Output the data below as a Markdown table with two columns, Row and Line, where each non-blank line gets its own row, numbered in order in the Row column, and blank lines are omitted.

>> Begin MATERIAL PROVIDED

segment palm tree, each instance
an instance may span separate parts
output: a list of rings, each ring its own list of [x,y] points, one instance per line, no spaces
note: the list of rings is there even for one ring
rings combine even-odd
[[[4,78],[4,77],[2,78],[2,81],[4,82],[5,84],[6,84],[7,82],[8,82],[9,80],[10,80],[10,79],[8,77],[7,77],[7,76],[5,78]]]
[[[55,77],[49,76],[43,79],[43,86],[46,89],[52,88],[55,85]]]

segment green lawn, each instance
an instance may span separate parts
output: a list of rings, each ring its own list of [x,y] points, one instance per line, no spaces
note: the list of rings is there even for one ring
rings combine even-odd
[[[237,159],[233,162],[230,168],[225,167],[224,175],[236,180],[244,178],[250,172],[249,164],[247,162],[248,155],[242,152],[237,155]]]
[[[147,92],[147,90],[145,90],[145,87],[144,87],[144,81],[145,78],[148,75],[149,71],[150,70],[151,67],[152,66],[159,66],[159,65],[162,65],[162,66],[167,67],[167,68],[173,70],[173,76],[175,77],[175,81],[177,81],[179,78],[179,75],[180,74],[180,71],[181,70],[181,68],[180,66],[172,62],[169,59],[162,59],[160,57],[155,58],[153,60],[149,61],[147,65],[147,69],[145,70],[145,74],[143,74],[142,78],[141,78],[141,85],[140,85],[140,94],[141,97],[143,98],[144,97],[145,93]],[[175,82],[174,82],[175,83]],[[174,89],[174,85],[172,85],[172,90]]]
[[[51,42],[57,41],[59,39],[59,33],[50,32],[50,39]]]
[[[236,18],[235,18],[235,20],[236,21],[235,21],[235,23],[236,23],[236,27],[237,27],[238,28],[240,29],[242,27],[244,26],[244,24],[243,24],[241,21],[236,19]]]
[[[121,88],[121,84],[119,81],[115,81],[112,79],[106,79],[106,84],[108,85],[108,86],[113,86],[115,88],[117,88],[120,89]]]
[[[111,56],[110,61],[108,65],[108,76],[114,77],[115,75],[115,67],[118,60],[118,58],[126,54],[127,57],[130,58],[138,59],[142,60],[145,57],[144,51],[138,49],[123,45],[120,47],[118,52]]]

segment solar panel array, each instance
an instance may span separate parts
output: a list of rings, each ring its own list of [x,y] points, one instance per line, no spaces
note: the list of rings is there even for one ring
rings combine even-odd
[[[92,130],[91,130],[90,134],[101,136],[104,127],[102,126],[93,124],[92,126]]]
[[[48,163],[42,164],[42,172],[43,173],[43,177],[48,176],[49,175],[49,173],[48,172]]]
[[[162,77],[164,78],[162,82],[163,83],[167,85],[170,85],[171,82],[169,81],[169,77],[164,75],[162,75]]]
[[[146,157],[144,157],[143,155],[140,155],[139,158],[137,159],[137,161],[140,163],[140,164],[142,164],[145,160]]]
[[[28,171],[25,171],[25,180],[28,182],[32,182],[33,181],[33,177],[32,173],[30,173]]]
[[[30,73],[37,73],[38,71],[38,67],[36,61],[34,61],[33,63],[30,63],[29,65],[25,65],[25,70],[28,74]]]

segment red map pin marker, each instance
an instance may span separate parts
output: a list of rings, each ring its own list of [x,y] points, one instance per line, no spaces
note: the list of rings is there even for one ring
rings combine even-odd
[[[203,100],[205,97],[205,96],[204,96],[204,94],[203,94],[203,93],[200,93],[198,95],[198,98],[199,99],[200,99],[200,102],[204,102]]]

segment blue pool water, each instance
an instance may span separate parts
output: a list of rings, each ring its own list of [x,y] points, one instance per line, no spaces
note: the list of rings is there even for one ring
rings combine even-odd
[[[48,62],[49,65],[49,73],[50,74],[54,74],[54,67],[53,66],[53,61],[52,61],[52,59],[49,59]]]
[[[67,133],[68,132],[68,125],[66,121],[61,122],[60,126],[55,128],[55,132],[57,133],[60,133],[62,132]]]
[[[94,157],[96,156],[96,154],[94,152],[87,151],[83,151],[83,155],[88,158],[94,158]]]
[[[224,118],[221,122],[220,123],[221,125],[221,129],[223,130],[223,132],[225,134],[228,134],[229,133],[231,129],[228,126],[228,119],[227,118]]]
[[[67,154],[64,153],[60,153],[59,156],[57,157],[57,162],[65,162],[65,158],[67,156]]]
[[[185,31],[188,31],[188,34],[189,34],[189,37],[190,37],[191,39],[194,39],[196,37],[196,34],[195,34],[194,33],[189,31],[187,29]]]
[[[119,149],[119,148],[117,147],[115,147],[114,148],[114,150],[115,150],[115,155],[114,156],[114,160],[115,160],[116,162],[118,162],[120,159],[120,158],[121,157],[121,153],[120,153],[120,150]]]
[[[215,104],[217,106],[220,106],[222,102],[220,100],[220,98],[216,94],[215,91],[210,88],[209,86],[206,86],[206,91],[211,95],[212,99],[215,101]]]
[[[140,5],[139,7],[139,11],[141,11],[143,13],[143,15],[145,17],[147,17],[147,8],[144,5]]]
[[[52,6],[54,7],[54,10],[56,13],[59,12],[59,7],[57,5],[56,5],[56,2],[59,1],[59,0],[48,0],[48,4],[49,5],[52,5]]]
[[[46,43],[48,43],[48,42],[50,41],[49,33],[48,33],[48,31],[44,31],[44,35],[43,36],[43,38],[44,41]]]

>> End MATERIAL PROVIDED

▶ _SOLUTION TO THE EXERCISE_:
| Row | Line |
|---|---|
| 1 | segment palm tree, each instance |
| 2 | an instance may span separate parts |
| 3 | output: a list of rings, each ring its own list of [x,y] points, one instance per line, no spaces |
| 4 | note: the list of rings is there even for one ring |
| 5 | rings combine even-odd |
| 6 | [[[4,78],[4,77],[2,78],[2,81],[4,82],[5,84],[6,84],[7,82],[8,82],[9,80],[10,80],[10,79],[8,77],[7,77],[7,76],[5,78]]] |
| 7 | [[[55,77],[49,76],[43,79],[43,86],[46,89],[52,88],[55,85]]] |
| 8 | segment green lawn, each instance |
| 9 | an instance may span separate parts |
| 10 | output: a list of rings, each ring its own list of [x,y] points, one instance per line, no spaces |
| 11 | note: the list of rings is there even for one ring |
| 12 | rings combine even-odd |
| 13 | [[[237,159],[233,162],[230,168],[225,167],[224,175],[236,180],[244,178],[250,172],[249,164],[247,162],[248,155],[242,152],[237,155]]] |
| 14 | [[[147,92],[147,90],[145,90],[145,87],[144,87],[144,81],[145,78],[148,75],[149,71],[150,70],[151,67],[152,66],[159,66],[159,65],[162,65],[162,66],[167,67],[167,68],[173,70],[173,76],[175,77],[175,81],[177,81],[179,78],[179,75],[180,74],[180,71],[181,70],[181,68],[180,66],[172,62],[169,59],[162,59],[160,57],[155,58],[153,60],[149,61],[147,65],[147,69],[145,70],[145,74],[143,74],[142,78],[141,78],[141,85],[140,85],[140,94],[141,97],[143,98],[144,97],[145,93]],[[175,82],[174,82],[175,83]],[[174,89],[174,85],[172,85],[172,90]]] |
| 15 | [[[51,42],[57,41],[59,39],[59,33],[50,32],[50,39]]] |
| 16 | [[[236,18],[235,18],[235,20],[236,21],[235,21],[235,23],[236,23],[236,27],[237,27],[238,28],[240,29],[242,27],[244,26],[244,24],[243,24],[241,21],[236,19]]] |
| 17 | [[[121,88],[121,84],[119,81],[115,81],[112,79],[106,79],[106,84],[108,85],[108,86],[113,86],[115,88],[117,88],[120,89]]] |
| 18 | [[[111,56],[110,61],[108,65],[108,76],[114,77],[115,75],[115,67],[118,60],[118,58],[126,54],[127,57],[130,58],[138,59],[142,60],[145,57],[144,51],[138,49],[123,45],[120,47],[118,52]]] |
| 19 | segment solar panel array, each instance |
| 20 | an instance may span separate parts |
| 21 | output: a list of rings, each ring its own list of [x,y] points, one instance per line, no spaces |
| 22 | note: the list of rings is there even for one ring |
| 23 | rings combine even-odd |
| 24 | [[[92,130],[91,130],[90,134],[101,136],[104,127],[102,126],[93,124],[92,126]]] |
| 25 | [[[48,163],[42,164],[42,172],[43,173],[43,177],[48,176],[49,175],[49,173],[48,172]]] |
| 26 | [[[162,77],[164,78],[162,82],[163,83],[167,85],[170,85],[171,82],[169,81],[169,77],[164,75],[162,75]]] |
| 27 | [[[146,157],[144,157],[143,155],[140,155],[139,158],[137,159],[137,161],[140,163],[140,164],[142,164],[145,160]]] |
| 28 | [[[28,171],[25,171],[25,180],[28,182],[32,182],[33,181],[33,177],[32,173],[30,173]]] |
| 29 | [[[30,73],[37,73],[38,71],[38,67],[36,61],[34,61],[33,63],[30,63],[29,65],[25,65],[25,70],[28,74]]] |
| 30 | segment red map pin marker, each instance |
| 31 | an instance may span separate parts |
| 32 | output: a list of rings, each ring its own list of [x,y] points, one instance per line, no spaces |
| 33 | note: the list of rings is there even for one ring |
| 34 | rings combine even-odd |
| 35 | [[[203,100],[205,97],[205,96],[204,96],[204,94],[203,94],[203,93],[200,93],[198,95],[198,98],[199,99],[200,99],[200,102],[204,102]]] |
| 36 | segment blue pool water, each instance |
| 37 | an instance may span separate parts |
| 38 | output: a list of rings, each ring its own list of [x,y] points, one instance per line, no spaces |
| 39 | note: the list of rings is there even for one ring |
| 40 | rings combine even-odd |
| 41 | [[[48,62],[49,65],[49,73],[50,74],[54,74],[54,67],[53,66],[53,61],[52,61],[52,59],[49,59]]] |
| 42 | [[[67,133],[68,132],[68,125],[66,121],[61,122],[60,126],[55,128],[55,132],[57,133],[60,133],[62,132]]] |
| 43 | [[[94,157],[96,156],[96,154],[94,152],[87,151],[83,151],[83,155],[88,158],[94,158]]] |
| 44 | [[[224,118],[221,122],[220,123],[221,125],[221,129],[223,130],[223,132],[225,134],[228,134],[229,133],[231,129],[228,126],[228,119],[227,118]]] |
| 45 | [[[67,154],[64,153],[60,153],[59,156],[57,157],[57,162],[65,162],[65,158],[67,156]]] |
| 46 | [[[185,31],[188,31],[188,34],[189,34],[189,37],[190,37],[191,39],[194,39],[196,37],[196,34],[195,34],[194,33],[189,31],[187,29]]] |
| 47 | [[[119,149],[119,148],[117,147],[115,147],[114,148],[114,150],[115,150],[115,155],[114,156],[114,160],[115,160],[116,162],[118,162],[120,159],[120,158],[121,157],[121,153],[120,153],[120,150]]] |
| 48 | [[[215,104],[217,106],[220,106],[222,102],[220,100],[220,98],[216,94],[215,91],[210,88],[209,86],[206,86],[206,91],[211,95],[212,99],[215,101]]] |
| 49 | [[[140,5],[139,7],[139,11],[141,11],[143,13],[143,15],[145,17],[147,17],[147,8],[144,5]]] |
| 50 | [[[52,6],[54,7],[54,10],[56,13],[59,12],[59,7],[57,5],[56,5],[56,2],[59,1],[59,0],[48,0],[48,4],[49,5],[52,5]]] |
| 51 | [[[46,43],[48,43],[48,42],[50,41],[49,33],[48,33],[48,31],[44,31],[44,35],[43,36],[43,38],[44,41]]] |